**Task:**
Repeat the entries below exactly, pictures excluded.
Segment Start: Source records
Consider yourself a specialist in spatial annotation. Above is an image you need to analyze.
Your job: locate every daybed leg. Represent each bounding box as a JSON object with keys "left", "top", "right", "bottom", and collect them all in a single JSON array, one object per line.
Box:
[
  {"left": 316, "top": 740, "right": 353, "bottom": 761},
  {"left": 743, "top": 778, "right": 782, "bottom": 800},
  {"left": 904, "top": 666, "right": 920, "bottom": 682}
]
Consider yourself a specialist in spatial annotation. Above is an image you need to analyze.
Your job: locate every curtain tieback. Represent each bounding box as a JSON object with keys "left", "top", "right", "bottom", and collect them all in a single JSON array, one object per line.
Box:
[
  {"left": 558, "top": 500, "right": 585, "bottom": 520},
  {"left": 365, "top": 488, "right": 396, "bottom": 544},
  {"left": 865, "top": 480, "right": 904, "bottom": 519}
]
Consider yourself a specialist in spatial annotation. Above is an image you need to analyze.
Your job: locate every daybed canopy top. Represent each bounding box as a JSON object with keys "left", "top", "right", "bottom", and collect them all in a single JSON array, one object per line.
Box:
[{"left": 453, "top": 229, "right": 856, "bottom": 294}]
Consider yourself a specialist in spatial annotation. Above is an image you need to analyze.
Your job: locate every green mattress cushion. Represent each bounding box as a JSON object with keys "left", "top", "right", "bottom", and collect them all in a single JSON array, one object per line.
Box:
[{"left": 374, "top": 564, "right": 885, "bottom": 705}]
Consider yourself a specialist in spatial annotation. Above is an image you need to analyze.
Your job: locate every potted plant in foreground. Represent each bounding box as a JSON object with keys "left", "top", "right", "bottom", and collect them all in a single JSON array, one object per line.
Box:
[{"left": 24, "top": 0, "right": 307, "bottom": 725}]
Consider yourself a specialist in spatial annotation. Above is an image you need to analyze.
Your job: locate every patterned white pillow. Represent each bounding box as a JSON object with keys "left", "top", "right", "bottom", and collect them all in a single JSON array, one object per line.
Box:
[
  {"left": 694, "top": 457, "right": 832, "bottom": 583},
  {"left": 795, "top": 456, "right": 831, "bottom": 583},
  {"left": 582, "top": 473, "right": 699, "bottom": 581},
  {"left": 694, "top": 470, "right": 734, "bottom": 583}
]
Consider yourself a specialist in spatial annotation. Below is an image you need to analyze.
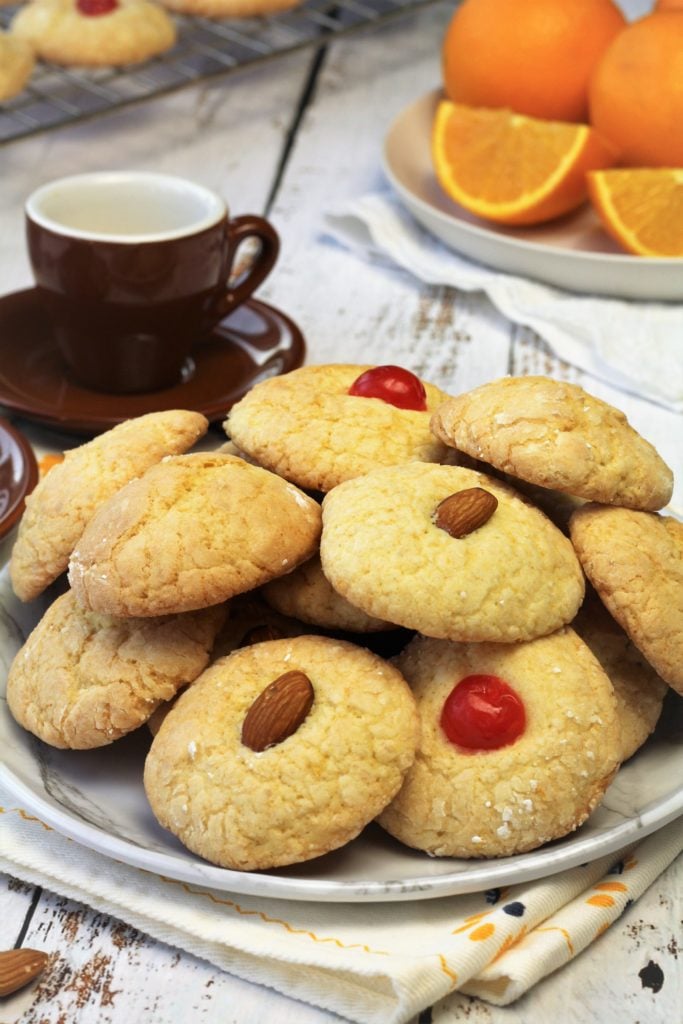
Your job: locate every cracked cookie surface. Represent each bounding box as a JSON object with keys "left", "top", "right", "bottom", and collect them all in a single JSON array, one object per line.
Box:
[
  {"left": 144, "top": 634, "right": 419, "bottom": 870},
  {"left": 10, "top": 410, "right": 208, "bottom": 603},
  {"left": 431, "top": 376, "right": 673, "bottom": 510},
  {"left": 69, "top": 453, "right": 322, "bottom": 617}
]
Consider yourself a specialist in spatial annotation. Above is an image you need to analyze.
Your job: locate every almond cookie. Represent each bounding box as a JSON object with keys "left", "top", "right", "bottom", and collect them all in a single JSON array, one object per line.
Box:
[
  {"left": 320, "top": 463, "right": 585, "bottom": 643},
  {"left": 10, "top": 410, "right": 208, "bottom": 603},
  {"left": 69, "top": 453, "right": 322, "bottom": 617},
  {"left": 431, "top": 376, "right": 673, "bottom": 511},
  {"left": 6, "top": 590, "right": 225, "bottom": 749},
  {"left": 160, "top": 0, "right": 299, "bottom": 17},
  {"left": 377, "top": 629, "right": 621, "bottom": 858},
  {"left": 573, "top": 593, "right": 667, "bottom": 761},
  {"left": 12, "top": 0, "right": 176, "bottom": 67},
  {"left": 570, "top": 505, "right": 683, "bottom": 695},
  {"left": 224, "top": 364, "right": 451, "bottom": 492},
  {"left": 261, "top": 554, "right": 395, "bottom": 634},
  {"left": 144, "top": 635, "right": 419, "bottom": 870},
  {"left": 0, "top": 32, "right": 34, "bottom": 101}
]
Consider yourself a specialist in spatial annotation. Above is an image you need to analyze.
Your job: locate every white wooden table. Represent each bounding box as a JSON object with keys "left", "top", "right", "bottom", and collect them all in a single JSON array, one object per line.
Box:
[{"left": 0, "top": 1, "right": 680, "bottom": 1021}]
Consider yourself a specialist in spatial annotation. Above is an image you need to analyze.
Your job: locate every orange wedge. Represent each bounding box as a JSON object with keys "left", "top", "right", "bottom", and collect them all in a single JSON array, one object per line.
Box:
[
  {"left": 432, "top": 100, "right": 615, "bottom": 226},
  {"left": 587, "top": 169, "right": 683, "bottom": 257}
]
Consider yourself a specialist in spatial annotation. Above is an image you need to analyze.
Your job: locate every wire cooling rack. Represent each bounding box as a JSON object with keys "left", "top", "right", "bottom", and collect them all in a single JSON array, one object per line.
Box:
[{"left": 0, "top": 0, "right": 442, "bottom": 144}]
Segment End: Source records
**Expected output:**
Consider yourself a specialist in spatial annotation. Above is an image you need to analyze.
Your job: locate every daybed leg. Represent each bounding box as a JSON object with keys "left", "top", "right", "bottom", and collect them all in a single JSON array, one object per line.
Box:
[
  {"left": 316, "top": 740, "right": 353, "bottom": 761},
  {"left": 743, "top": 778, "right": 782, "bottom": 800},
  {"left": 904, "top": 666, "right": 920, "bottom": 682}
]
Consider yourself a specialist in spatial annotation. Above is an image you need to analyze.
Your job: locate every curtain tieback. Represent each bounding box as a JSON object with keys "left", "top", "right", "bottom", and collect them all in a single JSON array, one object per line.
Box:
[
  {"left": 558, "top": 500, "right": 585, "bottom": 520},
  {"left": 365, "top": 488, "right": 396, "bottom": 544},
  {"left": 865, "top": 480, "right": 904, "bottom": 519}
]
Consider yourself a specialist in spatial annotation. Above is an image you need to analyze.
Your job: locate every daybed canopy top. Represent each bounding box as a JSON object with keys "left", "top", "right", "bottom", and collect them all in a single JSON array, one object per line.
Box:
[{"left": 453, "top": 229, "right": 856, "bottom": 294}]
Consider yourself a specialist in spatial annotation. Above is an image you need to analyze.
Your job: locate every green mattress cushion. Represent each bounding box as a JSON object with keys "left", "top", "right", "bottom", and collect them all in a single JSON array, one object per line.
Box:
[{"left": 374, "top": 564, "right": 885, "bottom": 705}]
Consider yourself a specialist in spatial annotation. Above is an image you need to analyze.
Your job: locate every potted plant in foreground. Represent each bounding box as a JSON object with keys "left", "top", "right", "bottom", and collect them all in a single JSON array, one object per line.
Box:
[{"left": 24, "top": 0, "right": 307, "bottom": 725}]
Consider yourself a specialist in spatial annotation. Above is an image you need to analyze.
Your job: locate every patterned white pillow. Represent each bounding box as a JSON object with keys "left", "top", "right", "bottom", and collect them all in a single JSON array, one object per line.
Box:
[
  {"left": 694, "top": 457, "right": 832, "bottom": 583},
  {"left": 795, "top": 456, "right": 831, "bottom": 583},
  {"left": 582, "top": 473, "right": 699, "bottom": 581},
  {"left": 694, "top": 470, "right": 734, "bottom": 583}
]
Consider yourself a specialist in spatial annotation. Below is an image you need to analyze.
Your job: locate every cracked cookie surface. Represent each bounding box as a JSON object with keys "left", "top", "right", "bottom", and collect them all in a single JSON array, one object per line.
Box:
[
  {"left": 144, "top": 634, "right": 419, "bottom": 870},
  {"left": 10, "top": 410, "right": 208, "bottom": 603},
  {"left": 431, "top": 376, "right": 673, "bottom": 510},
  {"left": 69, "top": 453, "right": 322, "bottom": 617}
]
Consider yourself a specialist in spatial annotation. Above is an image you need to analyze.
Your job: locate every almond cookie. Represent each bounding box as a JSON object with keys "left", "top", "right", "bottom", and collect them all in a single JSON array, one object per line.
Box:
[
  {"left": 320, "top": 463, "right": 585, "bottom": 643},
  {"left": 10, "top": 410, "right": 208, "bottom": 603},
  {"left": 69, "top": 453, "right": 322, "bottom": 617},
  {"left": 431, "top": 376, "right": 673, "bottom": 511},
  {"left": 6, "top": 590, "right": 225, "bottom": 749},
  {"left": 160, "top": 0, "right": 299, "bottom": 17},
  {"left": 377, "top": 629, "right": 621, "bottom": 858},
  {"left": 573, "top": 593, "right": 667, "bottom": 761},
  {"left": 12, "top": 0, "right": 176, "bottom": 67},
  {"left": 570, "top": 505, "right": 683, "bottom": 695},
  {"left": 224, "top": 364, "right": 451, "bottom": 492},
  {"left": 261, "top": 554, "right": 395, "bottom": 634},
  {"left": 144, "top": 635, "right": 419, "bottom": 870},
  {"left": 0, "top": 32, "right": 34, "bottom": 101}
]
Consider yourself a specialist in spatial annotation. Above is an image you need to analyze.
Your job: locate every white wooden table. Represent each bounding box as a JSON object with keys "left", "top", "right", "bottom", and collect them all in a single JSON array, one object per line.
Box:
[{"left": 0, "top": 1, "right": 680, "bottom": 1021}]
Consider yourself a specialist in spatial annotation. Above is an image you need to analyze.
Your job: locate every orange wedge. Represent each bounding box as a JSON object with keys "left", "top", "right", "bottom", and collect them all in a single JSON array, one object per line.
Box:
[
  {"left": 432, "top": 100, "right": 615, "bottom": 226},
  {"left": 587, "top": 169, "right": 683, "bottom": 257}
]
Consider yourself a specialist in spatial annotation. Above is an image you need to analyze.
Your job: locate every wire cooling rack. Represent each bounding box as a JSON object with keys "left", "top", "right", "bottom", and collect them all in a single JSON array, one object per line.
Box:
[{"left": 0, "top": 0, "right": 442, "bottom": 144}]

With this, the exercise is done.